» **PAGE EXCERPT**

# Yay Goldie!



## Tanyasue (Jan 9, 2014)

After what seemed like months, Goldie finally kidded last night! She did it all on her own, with apparently no complications. She had passed her placenta already this morning when I did morning chores.


----------



## chigarden (Feb 26, 2011)

Congrats !


----------



## canyontrailgoats (Jan 4, 2014)

Yay! Where are the pics?


----------



## toth boer goats (Jul 20, 2008)

Congrats., pics?


----------



## Tanyasue (Jan 9, 2014)

I had to get better pictures, neither my iPad or phone took good ones this morning. Goldie and babies looked like blobs


----------



## Chadwick (Jan 24, 2014)

Good job Goldie!


----------



## Cedar Point Kikos (Oct 16, 2013)

Cuties! Love the black/white one...boys? girls?


----------



## happybleats (Sep 12, 2010)

Yahooo GOldie..congrats they are adorable!!!


----------



## Trickyroo (Sep 26, 2012)

Well done Goldie  Congratulations :stars:


----------



## Tanyasue (Jan 9, 2014)

The black and white one is a girl, and the white one is a boy, just what I had people waiting for


----------



## MoKa-Farms (Jun 19, 2013)

Yay Goldie! Beautiful babies! Goldie looks so proud :-D


----------



## Trickyroo (Sep 26, 2012)

Thats wonderful ! Apparently Goldie takes special orders , lolol.


----------



## PygmyMom (Mar 3, 2014)

Congrats!! They are adorable!


----------



## mayia97420 (Apr 22, 2014)

so cute - nice that you got what you wanted


----------



## Tanyasue (Jan 9, 2014)

I guess Pansy didn't want to be left out in the baby department. She kidded a single doe tonight.


----------



## Trickyroo (Sep 26, 2012)

Yay :leap: Congrats to you and Pansy :stars: The picture came out a bit dark but I'm sure she is gorgeous  Lucky you with all your does


----------



## Tanyasue (Jan 9, 2014)

Yeah, a black mommy+ black baby+ dark bark at night+ not a great camera= dark picture


----------



## Trickyroo (Sep 26, 2012)

Tanyasue said:


> Yeah, a black mommy+ black baby+ dark bark at night+ not a great camera= dark picture


I know the feeling , lolol. How are the bouncingg babies and mommies today ?


----------



## Tanyasue (Jan 9, 2014)

All the babies are doing great! We went away for a few days, and I had 3 people checking on them throughout the day. When we got home I went to check on them before I even went inside ❤


----------



## Suzanne_Tyler (Jul 19, 2014)

So sweet!


----------



## luvmyherd (Apr 9, 2011)

Adorable! It is great when all goes so well. Congratulations to all of you.


----------

» **LISTED RECORDS**
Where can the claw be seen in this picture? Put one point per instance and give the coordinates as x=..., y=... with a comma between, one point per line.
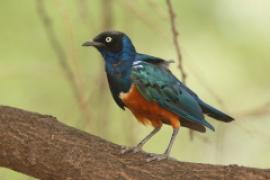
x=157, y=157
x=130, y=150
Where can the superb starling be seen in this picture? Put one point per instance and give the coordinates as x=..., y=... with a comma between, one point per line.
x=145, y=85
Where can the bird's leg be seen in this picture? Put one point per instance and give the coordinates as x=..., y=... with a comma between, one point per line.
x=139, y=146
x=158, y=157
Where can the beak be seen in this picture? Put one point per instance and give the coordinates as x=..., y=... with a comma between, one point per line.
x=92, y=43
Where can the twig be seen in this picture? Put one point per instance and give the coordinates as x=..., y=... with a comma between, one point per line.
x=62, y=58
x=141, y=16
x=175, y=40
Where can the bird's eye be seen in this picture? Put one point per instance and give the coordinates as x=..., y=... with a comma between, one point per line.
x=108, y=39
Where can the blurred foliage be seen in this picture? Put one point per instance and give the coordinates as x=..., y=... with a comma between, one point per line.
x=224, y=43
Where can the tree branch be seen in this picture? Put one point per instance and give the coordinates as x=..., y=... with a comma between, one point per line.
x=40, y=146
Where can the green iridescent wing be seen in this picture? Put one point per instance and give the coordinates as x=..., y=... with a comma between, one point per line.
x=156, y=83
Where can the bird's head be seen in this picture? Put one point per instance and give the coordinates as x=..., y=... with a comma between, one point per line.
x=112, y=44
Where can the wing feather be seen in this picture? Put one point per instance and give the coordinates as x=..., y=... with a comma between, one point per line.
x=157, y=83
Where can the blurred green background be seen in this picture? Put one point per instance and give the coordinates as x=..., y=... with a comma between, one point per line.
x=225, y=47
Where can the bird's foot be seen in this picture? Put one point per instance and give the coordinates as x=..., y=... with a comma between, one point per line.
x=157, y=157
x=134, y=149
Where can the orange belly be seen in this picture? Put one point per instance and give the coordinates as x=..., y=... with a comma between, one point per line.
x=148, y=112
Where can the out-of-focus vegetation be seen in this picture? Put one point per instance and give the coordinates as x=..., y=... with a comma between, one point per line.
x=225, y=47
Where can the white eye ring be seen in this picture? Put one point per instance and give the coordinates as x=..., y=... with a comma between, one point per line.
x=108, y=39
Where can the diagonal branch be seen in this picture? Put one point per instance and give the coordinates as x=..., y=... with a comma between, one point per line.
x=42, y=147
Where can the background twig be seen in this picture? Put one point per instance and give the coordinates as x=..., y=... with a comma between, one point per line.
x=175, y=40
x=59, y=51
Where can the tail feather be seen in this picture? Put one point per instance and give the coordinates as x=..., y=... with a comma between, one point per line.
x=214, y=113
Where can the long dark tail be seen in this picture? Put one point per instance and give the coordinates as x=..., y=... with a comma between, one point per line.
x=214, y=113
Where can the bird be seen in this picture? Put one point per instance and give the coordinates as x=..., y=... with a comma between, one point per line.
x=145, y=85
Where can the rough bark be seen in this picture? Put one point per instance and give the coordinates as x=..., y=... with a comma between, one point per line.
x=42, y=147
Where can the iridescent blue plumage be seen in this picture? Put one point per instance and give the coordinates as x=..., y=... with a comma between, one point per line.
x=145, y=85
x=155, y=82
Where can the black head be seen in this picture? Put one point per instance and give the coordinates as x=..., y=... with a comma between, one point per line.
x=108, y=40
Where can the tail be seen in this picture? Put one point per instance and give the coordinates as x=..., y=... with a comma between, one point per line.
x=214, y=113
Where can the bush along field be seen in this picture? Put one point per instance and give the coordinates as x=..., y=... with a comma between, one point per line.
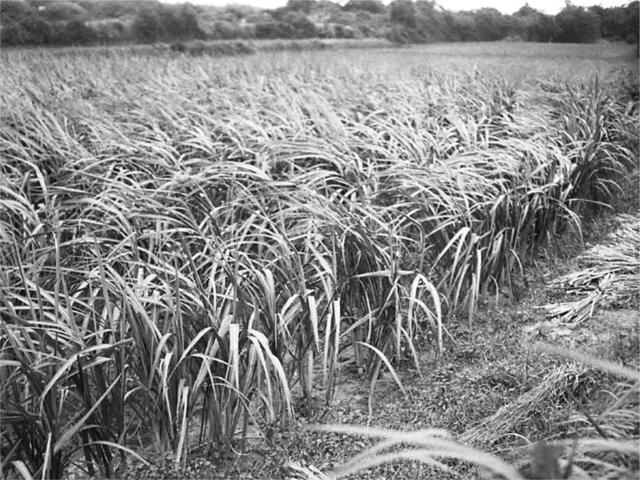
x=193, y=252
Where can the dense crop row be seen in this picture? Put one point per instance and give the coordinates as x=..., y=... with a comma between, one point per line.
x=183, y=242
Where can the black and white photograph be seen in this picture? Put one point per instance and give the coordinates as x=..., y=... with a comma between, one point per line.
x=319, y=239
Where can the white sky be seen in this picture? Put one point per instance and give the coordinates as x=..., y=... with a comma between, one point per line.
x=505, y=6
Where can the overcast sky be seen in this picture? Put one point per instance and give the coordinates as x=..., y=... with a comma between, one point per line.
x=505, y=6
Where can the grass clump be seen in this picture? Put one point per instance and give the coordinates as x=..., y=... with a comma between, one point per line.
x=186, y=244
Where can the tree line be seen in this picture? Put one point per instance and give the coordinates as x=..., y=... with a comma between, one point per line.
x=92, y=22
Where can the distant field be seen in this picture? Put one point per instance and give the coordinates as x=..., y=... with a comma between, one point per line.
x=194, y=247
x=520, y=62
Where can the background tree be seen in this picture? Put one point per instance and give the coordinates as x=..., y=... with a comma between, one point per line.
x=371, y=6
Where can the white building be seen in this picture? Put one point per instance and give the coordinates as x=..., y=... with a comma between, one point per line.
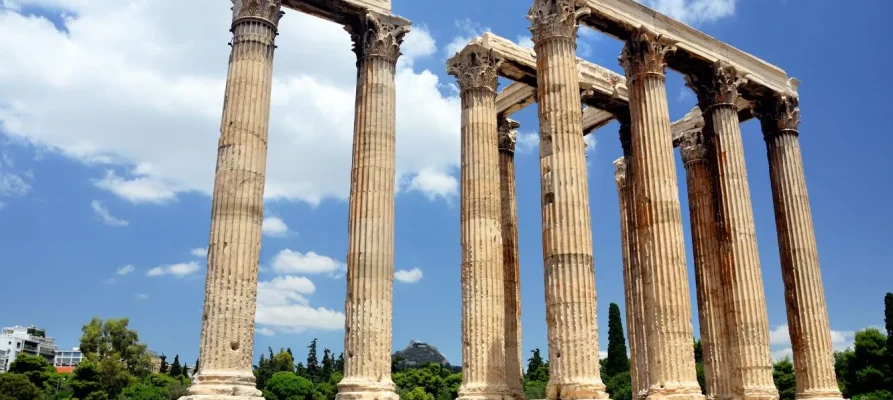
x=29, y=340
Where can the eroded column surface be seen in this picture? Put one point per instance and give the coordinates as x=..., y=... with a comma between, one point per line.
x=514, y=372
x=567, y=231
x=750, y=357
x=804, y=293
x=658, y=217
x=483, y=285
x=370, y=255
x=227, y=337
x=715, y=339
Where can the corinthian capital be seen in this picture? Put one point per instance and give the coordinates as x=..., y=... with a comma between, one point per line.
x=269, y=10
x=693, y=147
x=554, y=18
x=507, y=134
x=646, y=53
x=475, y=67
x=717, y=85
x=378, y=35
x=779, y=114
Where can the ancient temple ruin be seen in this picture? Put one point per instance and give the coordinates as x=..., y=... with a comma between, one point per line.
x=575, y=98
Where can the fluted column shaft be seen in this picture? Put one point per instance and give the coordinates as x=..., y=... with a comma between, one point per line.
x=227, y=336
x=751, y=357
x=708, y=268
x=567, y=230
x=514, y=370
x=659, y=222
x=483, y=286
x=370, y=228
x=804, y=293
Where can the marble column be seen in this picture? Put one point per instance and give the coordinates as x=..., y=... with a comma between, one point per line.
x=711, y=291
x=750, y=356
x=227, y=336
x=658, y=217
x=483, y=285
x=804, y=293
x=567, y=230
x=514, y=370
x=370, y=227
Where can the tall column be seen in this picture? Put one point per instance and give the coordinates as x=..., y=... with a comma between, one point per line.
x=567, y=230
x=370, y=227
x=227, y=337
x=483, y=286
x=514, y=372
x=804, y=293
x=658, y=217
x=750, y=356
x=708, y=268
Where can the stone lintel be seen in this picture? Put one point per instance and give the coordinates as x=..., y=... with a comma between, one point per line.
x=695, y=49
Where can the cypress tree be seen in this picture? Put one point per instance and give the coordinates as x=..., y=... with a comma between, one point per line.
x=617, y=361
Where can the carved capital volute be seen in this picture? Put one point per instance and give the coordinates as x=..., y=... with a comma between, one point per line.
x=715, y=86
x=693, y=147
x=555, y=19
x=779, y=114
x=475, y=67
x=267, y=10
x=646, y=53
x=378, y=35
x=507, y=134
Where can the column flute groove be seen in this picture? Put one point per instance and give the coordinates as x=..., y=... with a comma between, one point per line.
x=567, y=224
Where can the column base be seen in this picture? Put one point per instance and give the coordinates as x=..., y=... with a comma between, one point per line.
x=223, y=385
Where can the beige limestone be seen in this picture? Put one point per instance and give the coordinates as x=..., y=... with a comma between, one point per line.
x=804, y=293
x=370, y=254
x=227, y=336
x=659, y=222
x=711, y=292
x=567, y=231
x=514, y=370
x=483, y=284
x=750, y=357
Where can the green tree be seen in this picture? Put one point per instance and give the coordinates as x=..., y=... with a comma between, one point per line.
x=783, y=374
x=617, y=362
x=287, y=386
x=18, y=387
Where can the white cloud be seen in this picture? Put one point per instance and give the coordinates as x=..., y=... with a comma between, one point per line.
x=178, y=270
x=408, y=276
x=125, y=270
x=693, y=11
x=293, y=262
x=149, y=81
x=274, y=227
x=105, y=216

» **TO-DO LIST**
A: Reproduce the passage of the goat-kidding thread from "After what seemed" up to and including "(Feb 26, 2011)".
B: Answer these questions from the goat-kidding thread:
(i) What sex is the black and white kid?
(ii) What did Pansy kid?
(iii) How many people checked on the goats while Tanyasue was away?
The listing is separate material and is not part of the thread.

» **RESPONSE LIST**
A:
After what seemed like months, Goldie finally kidded last night! She did it all on her own, with apparently no complications. She had passed her placenta already this morning when I did morning chores.


----------



## chigarden (Feb 26, 2011)

B:
(i) A girl.
(ii) A single doe.
(iii) Three.